Source document =
=====
We could ask Our Lady to help us to love Our Lord as she loved Him, to love the Body and Blood of Christ as she loved that Body and Blood.
That Stabat Mater says:
*Fac ut ardeat cor meum
in amando Christum Deum.
*Make my soul burn in loving Christ, Our Lord.
“From Jesus on the Cross,” says John Paul II, “she has the specific mission, only and always, to love us in order to save us. Mary consoles us above all by pointing out to us Christ Crucified and paradise. O Consoling Mother, comfort us all, make us understand that the secret of happiness lies in goodness and in always fulfilling and always faithfully following your Son, Jesus” (John Paul II, Address, April 13, 1980).
The Heart of Mary is always there to show us the Heart of Jesus. She always, as a mother, understands her children.
The heart of a mother goes with her child from the day that the child is born. No matter where the child is going or no matter how far away the child may be, or what difficulty that child may be in, the heart of the mother is with that child.
The heart of the mother consoles them in their troubles. Mary is our spiritual Mother.
On Mother's Day recently somebody sent me a WhatsApp flyer that said, “Life doesn't come with a manual; it comes with a mother.” You could say the same thing about our spiritual life: it comes with a spiritual Mother who is there for us in all moments of our life.
When our responsibilities may become too heavy for our limited strength, we can turn to Mary and implore her help and relief. She'll bring peace and serenity to our hearts.
“She continues to be the loving consoler in the many physical and moral sufferings that afflict and torment humanity. She knows our sorrows well, because she too suffered from the time of Bethlehem until Calvary: ‘Her own soul a sword will pierce’ (Luke 2:35)” (Ibid.).
Among the many things that she kept carefully in her Heart, that must have been very prominent.
Our Lady beside the Cross is silent. In general, in Scripture, Our Lady says very few things. The troubles, the pains of our hearts don't find too much exterior expression. She unites them silently to the Cross of her Son. She finds her peace and her serenity there.
Mary, help me also to learn from your silence, to make my presence beside the Cross silent also, to accept the will of God in the way that it comes.
Cardinal Ratzinger said, “What a powerful prayer that silent compassion was. Jesus, seeing His Mother, said, ‘Behold your child.’ Jesus' testament is a reply to that look from His Mother.”
She looks silently at her son, her Heart poured out in this particular way.
Our Lady's life and her time beside the Cross were a bit of a martyrdom. But she also had moments of joy, moments of contemplation.
The joy in the Heart of Mary, as she saw her Son grow, must have been enormous. The joy of Our Lady, when she heard the shepherds confirming about her doing her Father's will, about her vocation; the joy on so many other occasions when she sees the rightful acclaim of Our Lord or when the miracles are done in front of many people.
We don't have to yield to sorrowfulness. Sorrowfulness is not Christianity, because the Heart of Mary was not always sorrowful. There were also joyful moments.
=====
To do =
1. In the reflection on the Heart of Mary, what did the WhatsApp flyer sent on Mother's Day say?
2. Translate this sentence from the reflection on the Heart of Mary into Spanish: "The Heart of Mary is always there to show us the Heart of Jesus."
The lines that come after the reflection on the Heart of Mary have no connection to it.
=====
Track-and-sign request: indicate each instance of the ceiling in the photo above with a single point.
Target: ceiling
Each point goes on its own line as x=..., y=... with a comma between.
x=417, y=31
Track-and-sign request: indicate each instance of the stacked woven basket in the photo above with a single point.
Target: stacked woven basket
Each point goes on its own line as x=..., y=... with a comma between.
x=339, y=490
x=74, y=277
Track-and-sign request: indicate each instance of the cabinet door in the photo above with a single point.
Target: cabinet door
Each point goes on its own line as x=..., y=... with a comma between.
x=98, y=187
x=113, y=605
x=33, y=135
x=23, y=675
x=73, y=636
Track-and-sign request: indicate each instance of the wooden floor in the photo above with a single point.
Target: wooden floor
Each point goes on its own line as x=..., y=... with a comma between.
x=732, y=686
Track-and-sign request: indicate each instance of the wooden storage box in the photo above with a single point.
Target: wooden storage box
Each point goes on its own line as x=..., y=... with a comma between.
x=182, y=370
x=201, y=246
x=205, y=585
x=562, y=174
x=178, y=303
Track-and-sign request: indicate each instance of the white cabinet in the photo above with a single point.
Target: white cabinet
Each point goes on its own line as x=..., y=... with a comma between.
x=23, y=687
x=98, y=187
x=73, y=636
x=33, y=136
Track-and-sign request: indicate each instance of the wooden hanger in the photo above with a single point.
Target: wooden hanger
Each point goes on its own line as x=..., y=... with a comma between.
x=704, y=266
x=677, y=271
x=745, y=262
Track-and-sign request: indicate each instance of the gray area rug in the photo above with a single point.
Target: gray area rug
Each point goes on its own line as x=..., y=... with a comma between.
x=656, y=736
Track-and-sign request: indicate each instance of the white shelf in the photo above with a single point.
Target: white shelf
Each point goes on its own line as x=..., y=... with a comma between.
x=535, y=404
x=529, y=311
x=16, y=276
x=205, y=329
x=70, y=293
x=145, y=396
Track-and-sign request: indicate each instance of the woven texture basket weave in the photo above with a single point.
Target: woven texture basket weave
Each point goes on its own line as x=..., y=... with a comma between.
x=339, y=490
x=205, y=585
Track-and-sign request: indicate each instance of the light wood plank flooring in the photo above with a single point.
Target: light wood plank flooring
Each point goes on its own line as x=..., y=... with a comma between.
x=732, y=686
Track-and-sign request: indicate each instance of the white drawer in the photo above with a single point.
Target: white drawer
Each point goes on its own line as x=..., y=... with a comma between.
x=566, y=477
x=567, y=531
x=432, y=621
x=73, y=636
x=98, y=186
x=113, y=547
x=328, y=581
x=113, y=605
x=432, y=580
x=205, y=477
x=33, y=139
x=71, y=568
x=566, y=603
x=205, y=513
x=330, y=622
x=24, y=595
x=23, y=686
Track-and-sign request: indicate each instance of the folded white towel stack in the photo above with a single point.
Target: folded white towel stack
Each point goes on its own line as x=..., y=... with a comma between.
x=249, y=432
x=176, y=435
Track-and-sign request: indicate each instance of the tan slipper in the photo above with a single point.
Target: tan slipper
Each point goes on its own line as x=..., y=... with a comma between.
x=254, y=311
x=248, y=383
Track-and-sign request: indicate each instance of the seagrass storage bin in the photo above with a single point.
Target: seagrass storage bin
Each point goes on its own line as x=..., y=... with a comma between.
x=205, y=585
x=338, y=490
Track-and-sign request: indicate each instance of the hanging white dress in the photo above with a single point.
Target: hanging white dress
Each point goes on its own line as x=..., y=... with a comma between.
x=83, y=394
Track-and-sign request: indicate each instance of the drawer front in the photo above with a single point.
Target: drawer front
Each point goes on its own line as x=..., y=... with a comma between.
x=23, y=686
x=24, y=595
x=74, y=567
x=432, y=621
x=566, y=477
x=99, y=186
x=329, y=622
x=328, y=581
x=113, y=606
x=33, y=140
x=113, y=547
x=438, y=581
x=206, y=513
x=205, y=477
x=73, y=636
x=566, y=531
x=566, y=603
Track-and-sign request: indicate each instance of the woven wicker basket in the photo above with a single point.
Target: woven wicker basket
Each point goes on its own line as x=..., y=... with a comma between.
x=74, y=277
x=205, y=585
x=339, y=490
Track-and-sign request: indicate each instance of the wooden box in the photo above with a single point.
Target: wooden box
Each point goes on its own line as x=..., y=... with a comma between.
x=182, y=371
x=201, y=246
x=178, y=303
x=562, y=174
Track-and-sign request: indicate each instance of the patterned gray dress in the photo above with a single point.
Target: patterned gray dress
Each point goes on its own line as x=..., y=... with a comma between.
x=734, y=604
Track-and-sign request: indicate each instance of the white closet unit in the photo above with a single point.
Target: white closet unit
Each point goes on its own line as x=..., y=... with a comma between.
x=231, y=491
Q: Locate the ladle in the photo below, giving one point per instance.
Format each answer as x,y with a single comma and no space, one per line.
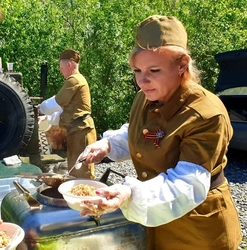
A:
33,203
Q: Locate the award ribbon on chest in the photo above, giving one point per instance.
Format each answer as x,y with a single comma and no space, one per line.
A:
155,137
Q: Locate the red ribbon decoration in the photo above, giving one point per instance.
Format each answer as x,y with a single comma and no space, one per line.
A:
156,137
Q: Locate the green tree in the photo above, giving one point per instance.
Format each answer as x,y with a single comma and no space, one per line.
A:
36,31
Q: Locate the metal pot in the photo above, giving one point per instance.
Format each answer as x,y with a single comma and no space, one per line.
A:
50,179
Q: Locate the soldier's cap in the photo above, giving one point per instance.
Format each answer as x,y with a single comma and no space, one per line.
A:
70,54
156,31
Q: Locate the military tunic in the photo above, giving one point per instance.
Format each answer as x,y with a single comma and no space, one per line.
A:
195,127
74,98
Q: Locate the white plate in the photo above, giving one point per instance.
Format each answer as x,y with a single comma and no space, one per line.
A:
73,201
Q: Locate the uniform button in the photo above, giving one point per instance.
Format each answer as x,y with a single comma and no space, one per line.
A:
144,131
144,175
138,155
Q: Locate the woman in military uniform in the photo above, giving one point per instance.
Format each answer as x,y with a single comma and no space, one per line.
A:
177,138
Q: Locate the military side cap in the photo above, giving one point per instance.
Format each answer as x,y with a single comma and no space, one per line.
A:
70,54
156,31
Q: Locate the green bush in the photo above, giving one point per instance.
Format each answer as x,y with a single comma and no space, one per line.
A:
34,32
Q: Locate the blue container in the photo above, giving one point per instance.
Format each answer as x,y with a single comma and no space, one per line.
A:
61,228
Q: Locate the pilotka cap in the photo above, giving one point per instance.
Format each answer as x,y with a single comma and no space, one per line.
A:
156,31
70,54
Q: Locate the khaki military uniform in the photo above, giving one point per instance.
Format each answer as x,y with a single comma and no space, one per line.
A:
196,129
74,98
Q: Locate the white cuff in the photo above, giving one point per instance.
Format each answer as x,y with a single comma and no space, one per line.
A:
167,196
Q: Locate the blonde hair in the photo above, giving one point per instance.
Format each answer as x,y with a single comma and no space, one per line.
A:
177,55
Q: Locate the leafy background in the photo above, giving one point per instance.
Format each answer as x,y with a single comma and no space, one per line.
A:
34,32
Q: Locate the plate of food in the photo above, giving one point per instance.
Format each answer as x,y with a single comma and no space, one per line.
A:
75,191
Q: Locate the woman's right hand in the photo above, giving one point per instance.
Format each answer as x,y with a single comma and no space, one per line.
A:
94,152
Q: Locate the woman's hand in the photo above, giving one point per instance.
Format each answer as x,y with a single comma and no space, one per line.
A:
111,199
94,152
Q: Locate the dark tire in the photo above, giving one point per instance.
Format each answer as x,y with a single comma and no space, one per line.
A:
16,117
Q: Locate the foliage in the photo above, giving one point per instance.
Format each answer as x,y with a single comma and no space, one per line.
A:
34,32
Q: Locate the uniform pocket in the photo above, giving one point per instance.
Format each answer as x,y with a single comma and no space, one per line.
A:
214,203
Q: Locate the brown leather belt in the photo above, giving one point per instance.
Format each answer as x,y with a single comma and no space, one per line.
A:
78,121
217,180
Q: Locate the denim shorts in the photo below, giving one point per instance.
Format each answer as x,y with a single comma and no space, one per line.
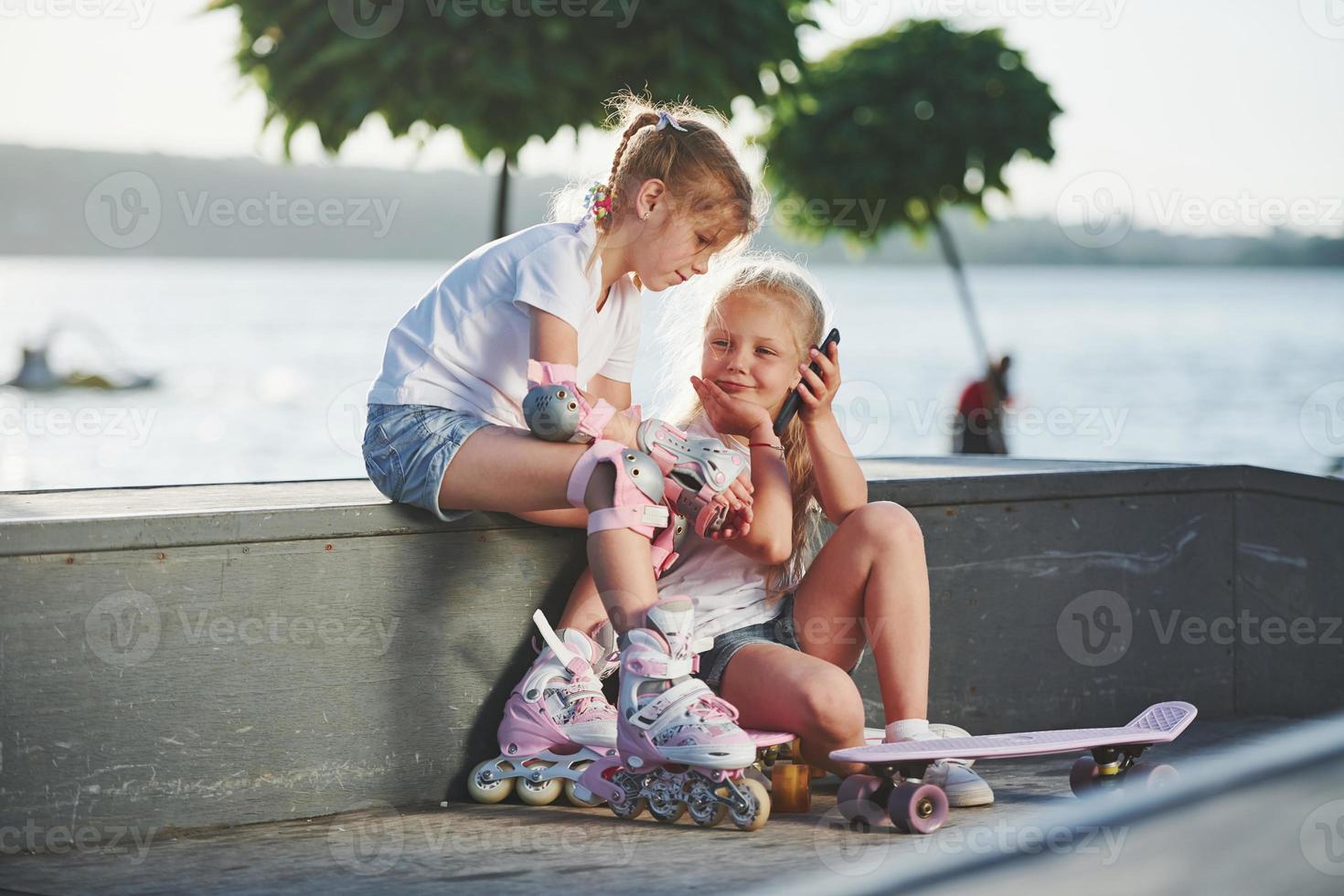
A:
714,661
408,449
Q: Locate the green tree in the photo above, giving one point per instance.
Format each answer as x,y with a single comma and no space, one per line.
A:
502,71
910,121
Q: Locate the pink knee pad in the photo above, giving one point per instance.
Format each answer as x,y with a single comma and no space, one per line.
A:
555,409
637,501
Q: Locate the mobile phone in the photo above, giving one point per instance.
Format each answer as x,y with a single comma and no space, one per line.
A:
795,400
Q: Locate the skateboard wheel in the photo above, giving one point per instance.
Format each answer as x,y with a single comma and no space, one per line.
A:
917,809
857,799
1083,776
1151,776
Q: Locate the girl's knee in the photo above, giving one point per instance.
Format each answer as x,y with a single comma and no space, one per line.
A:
887,523
832,707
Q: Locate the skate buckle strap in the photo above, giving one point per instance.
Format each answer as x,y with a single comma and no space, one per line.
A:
672,704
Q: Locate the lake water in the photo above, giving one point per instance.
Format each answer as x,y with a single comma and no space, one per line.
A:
263,364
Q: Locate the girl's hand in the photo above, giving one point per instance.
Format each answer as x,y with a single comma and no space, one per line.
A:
818,389
728,414
737,524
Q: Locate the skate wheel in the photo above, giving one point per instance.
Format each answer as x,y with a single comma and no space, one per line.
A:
758,806
1151,776
488,792
539,793
667,813
1085,776
709,815
858,801
575,799
629,809
917,809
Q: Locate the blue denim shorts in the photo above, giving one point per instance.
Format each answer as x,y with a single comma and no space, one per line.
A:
408,449
714,661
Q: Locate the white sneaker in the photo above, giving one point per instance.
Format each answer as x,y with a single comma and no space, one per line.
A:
963,786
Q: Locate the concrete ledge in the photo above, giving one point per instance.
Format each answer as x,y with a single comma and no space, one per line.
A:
195,656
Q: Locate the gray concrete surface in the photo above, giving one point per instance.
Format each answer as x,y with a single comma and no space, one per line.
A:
466,848
195,656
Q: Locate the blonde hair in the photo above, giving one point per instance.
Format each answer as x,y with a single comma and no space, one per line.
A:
698,165
794,286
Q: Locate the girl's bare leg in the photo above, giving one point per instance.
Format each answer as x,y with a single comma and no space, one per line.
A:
775,688
585,610
869,581
499,468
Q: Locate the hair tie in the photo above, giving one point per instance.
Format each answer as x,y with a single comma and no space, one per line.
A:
597,202
664,120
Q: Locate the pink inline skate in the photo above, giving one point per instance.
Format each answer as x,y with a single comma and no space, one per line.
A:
679,749
557,721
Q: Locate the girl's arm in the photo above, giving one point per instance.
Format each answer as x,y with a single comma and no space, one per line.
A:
841,486
555,341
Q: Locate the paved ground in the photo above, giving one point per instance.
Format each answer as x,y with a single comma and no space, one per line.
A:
466,848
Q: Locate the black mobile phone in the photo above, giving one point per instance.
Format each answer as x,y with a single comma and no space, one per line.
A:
795,402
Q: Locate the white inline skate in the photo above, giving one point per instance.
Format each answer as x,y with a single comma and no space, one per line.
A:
557,721
679,749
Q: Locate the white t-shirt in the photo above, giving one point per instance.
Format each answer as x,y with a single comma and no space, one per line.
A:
726,587
465,344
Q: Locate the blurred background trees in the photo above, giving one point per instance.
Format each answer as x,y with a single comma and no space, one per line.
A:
502,71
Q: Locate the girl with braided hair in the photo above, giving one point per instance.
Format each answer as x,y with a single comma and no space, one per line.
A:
507,387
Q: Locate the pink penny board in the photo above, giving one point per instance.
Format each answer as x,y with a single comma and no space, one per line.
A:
774,738
1160,723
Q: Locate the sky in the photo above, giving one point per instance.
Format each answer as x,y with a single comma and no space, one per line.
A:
1197,116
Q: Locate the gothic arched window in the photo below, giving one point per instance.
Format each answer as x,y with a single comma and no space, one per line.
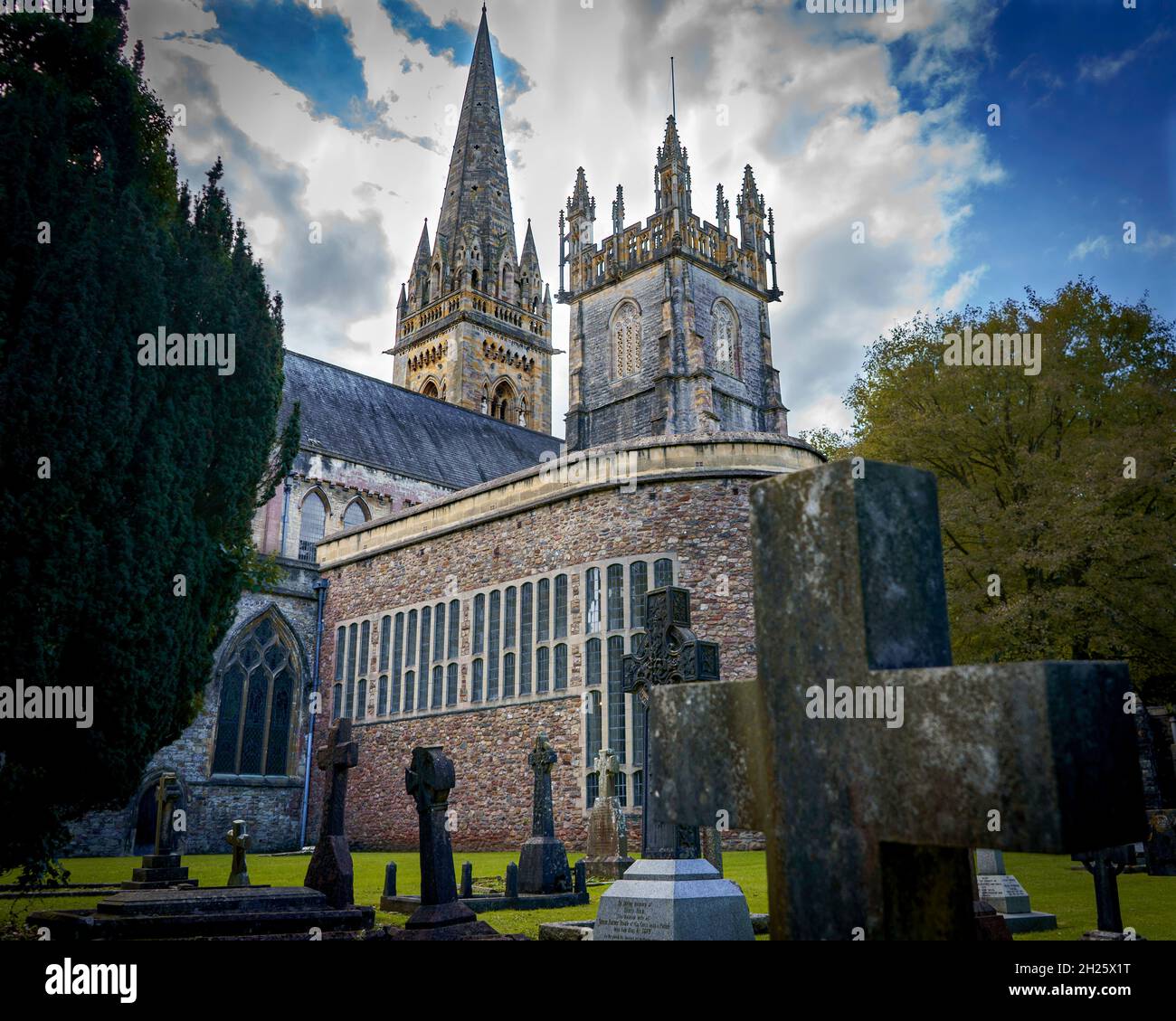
=====
Task answers =
1. "Life doesn't come with a manual; it comes with a mother."

2. El Corazón de María está siempre ahí para mostrarnos el Corazón de Jesús.